• **Requirement**: Retype the records exactly, with nothing added or dropped.
• • • • • • •
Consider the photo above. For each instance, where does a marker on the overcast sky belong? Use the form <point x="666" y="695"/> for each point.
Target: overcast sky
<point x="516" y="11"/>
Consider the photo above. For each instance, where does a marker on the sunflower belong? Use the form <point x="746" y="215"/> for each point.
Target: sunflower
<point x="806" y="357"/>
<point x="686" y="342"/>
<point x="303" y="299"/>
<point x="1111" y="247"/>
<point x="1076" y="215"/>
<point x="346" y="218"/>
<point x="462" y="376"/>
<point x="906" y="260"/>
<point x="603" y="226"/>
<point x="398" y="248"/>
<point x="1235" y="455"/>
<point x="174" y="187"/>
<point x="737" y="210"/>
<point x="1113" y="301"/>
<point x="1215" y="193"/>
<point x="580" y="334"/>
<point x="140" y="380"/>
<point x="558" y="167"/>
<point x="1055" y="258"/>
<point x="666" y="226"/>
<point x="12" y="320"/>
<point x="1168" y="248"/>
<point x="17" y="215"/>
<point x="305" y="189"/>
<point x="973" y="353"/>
• • • • • • •
• **Written response**:
Consider the photo above. For each instance, where does a marker on the overcast sky belong? Use the form <point x="666" y="695"/> for each point.
Target: overcast sky
<point x="516" y="11"/>
Consider the photo above. For each instance, where does a marker on the sunflower belong? Use the form <point x="746" y="215"/> for each point.
Target: sunflower
<point x="806" y="357"/>
<point x="686" y="342"/>
<point x="303" y="299"/>
<point x="1111" y="247"/>
<point x="1076" y="215"/>
<point x="346" y="218"/>
<point x="462" y="376"/>
<point x="906" y="260"/>
<point x="603" y="226"/>
<point x="398" y="248"/>
<point x="1235" y="455"/>
<point x="174" y="187"/>
<point x="737" y="210"/>
<point x="1113" y="301"/>
<point x="1215" y="193"/>
<point x="580" y="334"/>
<point x="140" y="380"/>
<point x="558" y="167"/>
<point x="1055" y="258"/>
<point x="666" y="226"/>
<point x="12" y="320"/>
<point x="1168" y="248"/>
<point x="17" y="215"/>
<point x="305" y="189"/>
<point x="973" y="353"/>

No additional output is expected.